● **WRITTEN PROBLEM 1**
Reproduce the Richard Pleasance biography word for word, from its first line to its last.
● **WRITTEN PROBLEM 2**
Rename "stadium light" to "floodlight" in the listing, covering everything from its first line down to the line containing "top-left (60, 95), bottom-right (90, 122)", and return only those lines with all else left unchanged.

● **TEXT SHOWN**

<<<<

- Born: Richard Arnold Pleasance Park Orchards, Victoria, Australia
- Genres: Rock
- Occupations: Musician; songwriter; producer;
- Instruments: Guitar; bass guitar; vocals;
- Years active: 1980–present
- Labels: WEA; BMG; Sony;
- Formerly of: Boom Crash Opera

= Richard Pleasance =

Australian musician

Richard Arnold Pleasance is an Australian rock musician and producer. He was a founding member of Boom Crash Opera on guitar, bass guitar, vocals and as a songwriter in 1985; they released three albums before Pleasance left in 1992. Their hit Australian Recording Industry Association (ARIA) singles, "Great Wall" (No. 5, 1986) and "Onion Skin" (No. 11, 1989) were co-written by Pleasance, who also co-produced their second album, These Here Are Crazy Times (No. 10, 1989). His debut solo release, Galleon received four nominations at the ARIA Music Awards for 1992. Pleasance composed the theme music for Australian television series SeaChange (1998–2001), for 2006 feature film Kenny, and more recently he composed the theme music for the prison drama series Wentworth. Pleasance is married to Michelle, and, since May 2009, is living in Hepburn Springs, Victoria, where he has a recording studio.

>>>>

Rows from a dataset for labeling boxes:
<<<<

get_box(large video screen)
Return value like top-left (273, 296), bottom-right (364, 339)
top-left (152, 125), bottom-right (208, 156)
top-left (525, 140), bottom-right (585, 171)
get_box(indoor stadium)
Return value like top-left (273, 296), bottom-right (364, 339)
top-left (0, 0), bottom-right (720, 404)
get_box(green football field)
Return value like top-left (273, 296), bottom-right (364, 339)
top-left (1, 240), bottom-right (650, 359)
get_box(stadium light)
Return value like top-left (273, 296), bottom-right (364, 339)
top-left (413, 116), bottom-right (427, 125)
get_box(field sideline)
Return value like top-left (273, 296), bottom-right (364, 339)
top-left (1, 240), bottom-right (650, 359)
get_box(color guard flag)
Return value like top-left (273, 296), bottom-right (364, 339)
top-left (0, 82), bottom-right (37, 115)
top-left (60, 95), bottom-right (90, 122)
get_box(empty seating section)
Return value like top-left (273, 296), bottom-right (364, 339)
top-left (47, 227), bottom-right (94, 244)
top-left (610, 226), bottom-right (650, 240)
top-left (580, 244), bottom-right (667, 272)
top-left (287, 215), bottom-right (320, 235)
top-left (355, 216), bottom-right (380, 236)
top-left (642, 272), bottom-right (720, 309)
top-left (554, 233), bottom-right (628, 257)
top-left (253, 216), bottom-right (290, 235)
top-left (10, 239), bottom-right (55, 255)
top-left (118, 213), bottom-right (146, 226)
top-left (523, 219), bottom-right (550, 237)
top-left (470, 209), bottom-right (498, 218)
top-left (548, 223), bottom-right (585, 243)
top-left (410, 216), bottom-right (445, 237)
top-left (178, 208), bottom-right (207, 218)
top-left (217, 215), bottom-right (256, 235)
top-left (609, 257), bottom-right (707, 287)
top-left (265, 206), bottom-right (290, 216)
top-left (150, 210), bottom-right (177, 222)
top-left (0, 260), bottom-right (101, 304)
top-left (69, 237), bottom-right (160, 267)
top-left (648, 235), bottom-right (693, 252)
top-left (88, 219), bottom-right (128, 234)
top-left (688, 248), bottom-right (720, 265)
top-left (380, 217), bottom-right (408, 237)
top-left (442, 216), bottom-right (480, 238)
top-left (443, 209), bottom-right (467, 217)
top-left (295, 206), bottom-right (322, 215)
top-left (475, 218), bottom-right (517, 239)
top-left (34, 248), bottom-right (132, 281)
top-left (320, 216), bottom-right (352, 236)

>>>>

● **REPLY 1**
- Born: Richard Arnold Pleasance Park Orchards, Victoria, Australia
- Genres: Rock
- Occupations: Musician; songwriter; producer;
- Instruments: Guitar; bass guitar; vocals;
- Years active: 1980–present
- Labels: WEA; BMG; Sony;
- Formerly of: Boom Crash Opera

= Richard Pleasance =

Australian musician

Richard Arnold Pleasance is an Australian rock musician and producer. He was a founding member of Boom Crash Opera on guitar, bass guitar, vocals and as a songwriter in 1985; they released three albums before Pleasance left in 1992. Their hit Australian Recording Industry Association (ARIA) singles, "Great Wall" (No. 5, 1986) and "Onion Skin" (No. 11, 1989) were co-written by Pleasance, who also co-produced their second album, These Here Are Crazy Times (No. 10, 1989). His debut solo release, Galleon received four nominations at the ARIA Music Awards for 1992. Pleasance composed the theme music for Australian television series SeaChange (1998–2001), for 2006 feature film Kenny, and more recently he composed the theme music for the prison drama series Wentworth. Pleasance is married to Michelle, and, since May 2009, is living in Hepburn Springs, Victoria, where he has a recording studio.

● **REPLY 2**
get_box(large video screen)
Return value like top-left (273, 296), bottom-right (364, 339)
top-left (152, 125), bottom-right (208, 156)
top-left (525, 140), bottom-right (585, 171)
get_box(indoor stadium)
Return value like top-left (273, 296), bottom-right (364, 339)
top-left (0, 0), bottom-right (720, 404)
get_box(green football field)
Return value like top-left (273, 296), bottom-right (364, 339)
top-left (1, 240), bottom-right (650, 359)
get_box(floodlight)
Return value like top-left (273, 296), bottom-right (364, 339)
top-left (413, 116), bottom-right (427, 125)
get_box(field sideline)
Return value like top-left (273, 296), bottom-right (364, 339)
top-left (1, 240), bottom-right (650, 359)
get_box(color guard flag)
Return value like top-left (273, 296), bottom-right (364, 339)
top-left (0, 82), bottom-right (37, 115)
top-left (60, 95), bottom-right (90, 122)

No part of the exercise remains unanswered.